┌─ SUPPLIED DATA

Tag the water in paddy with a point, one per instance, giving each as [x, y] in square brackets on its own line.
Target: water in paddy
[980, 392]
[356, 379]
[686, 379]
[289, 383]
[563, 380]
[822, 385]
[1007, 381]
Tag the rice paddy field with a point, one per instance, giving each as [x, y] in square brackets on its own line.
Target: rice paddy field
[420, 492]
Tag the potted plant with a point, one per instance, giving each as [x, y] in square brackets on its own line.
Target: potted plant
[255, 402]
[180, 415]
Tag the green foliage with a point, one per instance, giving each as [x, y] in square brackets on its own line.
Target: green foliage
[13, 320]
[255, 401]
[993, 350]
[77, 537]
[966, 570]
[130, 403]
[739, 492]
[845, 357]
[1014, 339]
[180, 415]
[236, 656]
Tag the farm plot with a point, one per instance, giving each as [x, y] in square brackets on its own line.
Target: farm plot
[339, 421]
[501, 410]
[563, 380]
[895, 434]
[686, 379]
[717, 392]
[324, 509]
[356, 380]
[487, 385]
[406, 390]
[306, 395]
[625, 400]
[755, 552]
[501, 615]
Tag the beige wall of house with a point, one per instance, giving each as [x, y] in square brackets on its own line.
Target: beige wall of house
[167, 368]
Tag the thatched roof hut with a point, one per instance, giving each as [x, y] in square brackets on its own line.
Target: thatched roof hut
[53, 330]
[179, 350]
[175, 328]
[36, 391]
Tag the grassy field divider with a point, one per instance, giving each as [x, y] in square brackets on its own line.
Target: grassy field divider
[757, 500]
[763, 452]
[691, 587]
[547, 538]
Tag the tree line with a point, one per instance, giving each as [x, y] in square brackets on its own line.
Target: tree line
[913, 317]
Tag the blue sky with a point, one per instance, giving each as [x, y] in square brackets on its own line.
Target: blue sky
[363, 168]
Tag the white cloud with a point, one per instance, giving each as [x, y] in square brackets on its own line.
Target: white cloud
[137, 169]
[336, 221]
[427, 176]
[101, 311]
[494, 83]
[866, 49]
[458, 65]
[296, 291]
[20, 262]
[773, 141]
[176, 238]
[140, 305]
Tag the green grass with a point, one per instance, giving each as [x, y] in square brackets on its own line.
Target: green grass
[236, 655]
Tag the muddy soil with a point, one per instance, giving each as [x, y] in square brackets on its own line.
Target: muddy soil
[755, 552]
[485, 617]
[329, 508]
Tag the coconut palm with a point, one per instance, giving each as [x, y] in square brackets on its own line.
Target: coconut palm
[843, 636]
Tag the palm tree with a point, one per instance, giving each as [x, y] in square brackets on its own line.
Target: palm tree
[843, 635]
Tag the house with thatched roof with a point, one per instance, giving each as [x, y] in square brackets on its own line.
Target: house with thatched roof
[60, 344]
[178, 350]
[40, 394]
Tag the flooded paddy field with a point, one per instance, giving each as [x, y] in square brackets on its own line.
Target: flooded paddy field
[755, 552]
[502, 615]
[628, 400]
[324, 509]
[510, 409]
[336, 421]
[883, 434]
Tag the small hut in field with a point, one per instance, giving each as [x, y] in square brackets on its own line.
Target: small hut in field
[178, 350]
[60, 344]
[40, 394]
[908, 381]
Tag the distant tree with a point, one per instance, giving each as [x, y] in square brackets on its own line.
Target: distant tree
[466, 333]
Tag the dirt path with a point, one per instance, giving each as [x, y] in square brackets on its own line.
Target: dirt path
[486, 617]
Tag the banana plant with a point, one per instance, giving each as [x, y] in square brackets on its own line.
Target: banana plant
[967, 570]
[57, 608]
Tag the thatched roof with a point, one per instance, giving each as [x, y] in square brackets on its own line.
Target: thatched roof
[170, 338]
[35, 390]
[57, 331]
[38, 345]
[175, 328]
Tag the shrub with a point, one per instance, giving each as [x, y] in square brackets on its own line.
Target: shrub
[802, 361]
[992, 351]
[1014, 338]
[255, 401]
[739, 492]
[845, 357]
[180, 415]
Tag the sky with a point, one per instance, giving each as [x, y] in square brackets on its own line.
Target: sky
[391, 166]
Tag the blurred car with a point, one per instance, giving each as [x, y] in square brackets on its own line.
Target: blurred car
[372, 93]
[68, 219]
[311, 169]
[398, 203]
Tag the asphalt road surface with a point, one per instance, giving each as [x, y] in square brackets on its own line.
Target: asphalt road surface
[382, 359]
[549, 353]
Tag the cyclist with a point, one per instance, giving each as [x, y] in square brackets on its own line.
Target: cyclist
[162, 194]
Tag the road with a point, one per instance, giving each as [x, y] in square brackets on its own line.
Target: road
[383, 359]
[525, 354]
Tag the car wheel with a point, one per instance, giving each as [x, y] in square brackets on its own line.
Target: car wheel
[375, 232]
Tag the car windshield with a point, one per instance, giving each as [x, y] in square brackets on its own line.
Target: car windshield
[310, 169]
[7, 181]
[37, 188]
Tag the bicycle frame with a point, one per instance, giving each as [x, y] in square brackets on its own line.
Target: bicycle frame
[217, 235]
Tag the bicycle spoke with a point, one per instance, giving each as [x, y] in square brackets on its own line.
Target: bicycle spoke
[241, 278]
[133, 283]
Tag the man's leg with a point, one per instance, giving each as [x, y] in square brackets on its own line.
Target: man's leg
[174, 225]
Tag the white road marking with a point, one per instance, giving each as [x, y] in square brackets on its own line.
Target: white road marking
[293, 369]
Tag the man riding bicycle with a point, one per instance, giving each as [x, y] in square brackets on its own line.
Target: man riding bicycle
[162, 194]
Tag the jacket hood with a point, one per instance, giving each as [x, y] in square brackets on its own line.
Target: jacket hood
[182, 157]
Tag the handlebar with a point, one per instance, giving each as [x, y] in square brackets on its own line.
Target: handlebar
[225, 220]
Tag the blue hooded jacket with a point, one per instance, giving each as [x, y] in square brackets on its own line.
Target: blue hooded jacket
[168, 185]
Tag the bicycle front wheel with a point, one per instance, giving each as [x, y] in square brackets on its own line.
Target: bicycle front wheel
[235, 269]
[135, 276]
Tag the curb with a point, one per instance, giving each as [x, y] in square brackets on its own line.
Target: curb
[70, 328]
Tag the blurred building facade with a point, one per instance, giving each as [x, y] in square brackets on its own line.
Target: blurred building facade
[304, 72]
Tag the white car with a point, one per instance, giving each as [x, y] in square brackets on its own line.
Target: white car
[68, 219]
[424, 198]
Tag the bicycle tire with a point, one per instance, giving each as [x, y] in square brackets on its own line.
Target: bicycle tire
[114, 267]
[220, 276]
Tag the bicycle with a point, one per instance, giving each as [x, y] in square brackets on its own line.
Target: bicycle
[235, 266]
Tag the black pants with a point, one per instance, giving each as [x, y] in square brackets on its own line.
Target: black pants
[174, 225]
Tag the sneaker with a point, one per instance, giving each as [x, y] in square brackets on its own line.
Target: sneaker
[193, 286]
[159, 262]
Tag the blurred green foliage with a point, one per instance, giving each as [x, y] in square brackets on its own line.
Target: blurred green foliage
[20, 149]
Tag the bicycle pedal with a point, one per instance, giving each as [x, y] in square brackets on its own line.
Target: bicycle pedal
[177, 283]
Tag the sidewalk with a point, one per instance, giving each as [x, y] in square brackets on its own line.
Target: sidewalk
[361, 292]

└─

Every entry above needs to be duplicated exactly.

Tag the water in paddy with a point, one per instance, giving each as [x, y] in square brackets on its own line.
Target: water in paddy
[980, 392]
[356, 379]
[686, 379]
[289, 383]
[563, 380]
[822, 385]
[1007, 381]
Tag the rice paddy field with a point, one per instance, giving each as [x, y] in square brackets on its own line.
Target: rice paddy field
[420, 492]
Tag the potted plant with a point, one per instance, giving each as [x, y] in square brackets on its own line.
Target: potted plant
[255, 402]
[180, 415]
Tag the green foliage with a point, one per instance, giving each as [x, y] in square brackets on its own line.
Target: green foliage
[13, 320]
[255, 401]
[993, 350]
[77, 537]
[966, 570]
[130, 403]
[739, 492]
[845, 357]
[1014, 339]
[180, 415]
[236, 656]
Tag the farm plot with a point, one per instance, giving each as [x, y] in square brackets on its own line.
Target: farm plot
[339, 421]
[501, 410]
[563, 380]
[895, 434]
[686, 379]
[717, 392]
[324, 509]
[356, 380]
[487, 385]
[406, 390]
[306, 395]
[625, 400]
[755, 552]
[501, 615]
Tag the beige wall of house with a point, one per instance, giving each as [x, y] in square brackets on its own line.
Target: beige wall of house
[167, 368]
Tag the thatched roof hut with a point, one per instance, giving each as [x, y] in square brackets on its own line.
Target: thatched roof hut
[53, 330]
[179, 350]
[175, 328]
[36, 391]
Tag the grassy field divider with a point, one per instance, giving each as [x, y] in square brackets on its own line.
Target: grassy field divider
[757, 500]
[763, 452]
[691, 587]
[547, 538]
Tag the tree line with a point, one per instance, giving each as [x, y] in square brackets on its own line.
Target: tree line
[913, 317]
Tag the blue sky with a point, one per instance, giving each as [x, y] in square brackets on its own line.
Target: blue sky
[363, 168]
Tag the white cloud with a point, one per instance, giving each as [x, y] in square brackets on its own line.
Target: white cloud
[137, 169]
[336, 221]
[427, 176]
[101, 311]
[494, 83]
[866, 49]
[458, 65]
[296, 291]
[20, 262]
[773, 141]
[176, 238]
[140, 305]
Tag the green grass with a point, one per instance, giving each as [x, y] in square brackets on its own line.
Target: green grass
[236, 655]
Tag the muddy soil with a point, one per instance, giving each as [x, y] in square brackets on its own line.
Target: muddy soil
[755, 552]
[485, 617]
[329, 508]
Tag the coconut palm with a point, one per instance, giving each as [x, y] in square brackets on its own line.
Target: coconut palm
[843, 636]
Tag the palm tree with a point, one per instance, giving each as [x, y] in square brackets on its own line.
Target: palm tree
[843, 635]
Tag the house with thatched roof with a point, one per instance, giving each as [x, y] in square brackets on its own line.
Target: house with thatched roof
[60, 344]
[178, 350]
[40, 394]
Tag the flooded paddy field with a point, one per instance, giving each as [x, y] in square brackets on its own line.
Target: flooded paddy field
[755, 552]
[502, 615]
[628, 400]
[324, 509]
[510, 409]
[336, 421]
[883, 434]
Tag the small hut in field with a point, one per instance, giving each as [x, y] in square brackets on its own line.
Target: small hut in field
[178, 350]
[60, 344]
[40, 394]
[908, 381]
Tag the distant tree with a point, one per instance, giving each as [x, y] in square brackets on its own line.
Target: distant tree
[466, 333]
Tag the dirt path with a point, one per instance, giving each as [x, y] in square brackets on its own line.
Target: dirt path
[486, 617]
Tag the banana plant with a point, one per instance, giving each as [x, y] in square brackets on its own line.
Target: banana plant
[967, 570]
[57, 608]
Tag the thatched roof with a point, one per instance, giving each as [x, y] in square brackets on its own line.
Target: thatched roof
[170, 338]
[35, 390]
[57, 331]
[38, 345]
[175, 328]
Tag the shrub with a point, one per instance, giving each as [x, y] in square brackets on its own line.
Target: shrub
[802, 361]
[992, 351]
[1014, 338]
[255, 401]
[739, 492]
[845, 357]
[180, 415]
Tag the sky with a point, one per instance, giving each as [x, y] in square brackets on its own line.
Target: sky
[391, 166]
Tag the blurred car with a point, one per instance, giving each as [x, y] in square brackets on its own line.
Target: blurred car
[372, 93]
[68, 219]
[311, 169]
[398, 203]
Tag the asphalt road surface with a point, one per instance, giving each as [x, y] in square brackets on its own line.
Target: asphalt road surface
[382, 359]
[549, 353]
Tag the cyclist with a point, one per instance, giving each as [x, y] in square brackets on its own line.
Target: cyclist
[162, 194]
Tag the road with a point, one per instance, giving each as [x, y] in square brackets on its own line.
Target: road
[383, 359]
[525, 354]
Tag the car wheel with a point, one per instance, giving each as [x, y] in square brackets on its own line.
Target: car wheel
[375, 232]
Tag the car windshield with a point, one per instance, giving each as [x, y] in square brackets on its own line.
Target: car windshield
[310, 169]
[7, 181]
[37, 188]
Tag the bicycle frame with a point, one per instance, giving each as [x, y] in square brackets on its own line.
Target: bicycle frame
[217, 235]
Tag the bicycle spoke with a point, one per instance, giving each as [x, y] in square brackets on its own line.
Target: bicycle spoke
[241, 278]
[133, 283]
Tag the man's leg with a point, one per instance, giving each as [x, y] in square brackets on its own line.
Target: man's leg
[174, 225]
Tag the white road marking with a point, one per instance, giving each as [x, y] in square brackets on its own line.
Target: white road marking
[293, 369]
Tag the man riding bicycle with a point, one per instance, giving each as [x, y] in square brackets on its own line.
Target: man riding bicycle
[162, 194]
Tag the jacket hood with a point, one per instance, giving each as [x, y] in square brackets on its own line.
Target: jacket hood
[182, 157]
Tag the handlebar with a point, one per instance, giving each as [x, y] in square brackets on its own line.
Target: handlebar
[225, 220]
Tag the blue hooded jacket with a point, one per instance, giving each as [x, y] in square brackets on its own line.
Target: blue hooded jacket
[168, 185]
Tag the bicycle front wheel with a point, one per instance, giving each as [x, y] in square brackets on its own line.
Target: bicycle front wheel
[235, 269]
[135, 276]
Tag the curb with a point, one per instance, giving each as [x, y] in square brackets on its own line.
Target: curb
[70, 328]
Tag the blurred building facade with a point, one per instance, giving each as [x, y] in square brackets on its own line.
Target: blurred building facade
[304, 72]
Tag the white car with a point, one per instance, giving each as [x, y] in square brackets on its own line.
Target: white car
[68, 219]
[424, 198]
Tag the bicycle tire with a point, one per instance, giving each as [x, y] in square brackets on its own line.
Target: bicycle tire
[114, 267]
[220, 276]
Tag the bicycle with a point, one per instance, giving each as [x, y] in square brackets on its own line.
Target: bicycle
[235, 266]
Tag the black pants with a point, one per instance, giving each as [x, y] in square brackets on its own line.
Target: black pants
[174, 225]
Tag the sneaker with a point, one per instance, giving each as [x, y] in square brackets on its own line.
Target: sneaker
[193, 286]
[159, 262]
Tag the blurred green foliage with a point, one per instance, giving each as [x, y] in square brackets on its own line.
Target: blurred green foliage
[20, 149]
Tag the bicycle pedal with a point, one per instance, giving each as [x, y] in square brackets on its own line.
Target: bicycle pedal
[177, 283]
Tag the sidewalk with a point, one per instance, giving each as [x, y] in square brackets on its own line.
Target: sidewalk
[361, 292]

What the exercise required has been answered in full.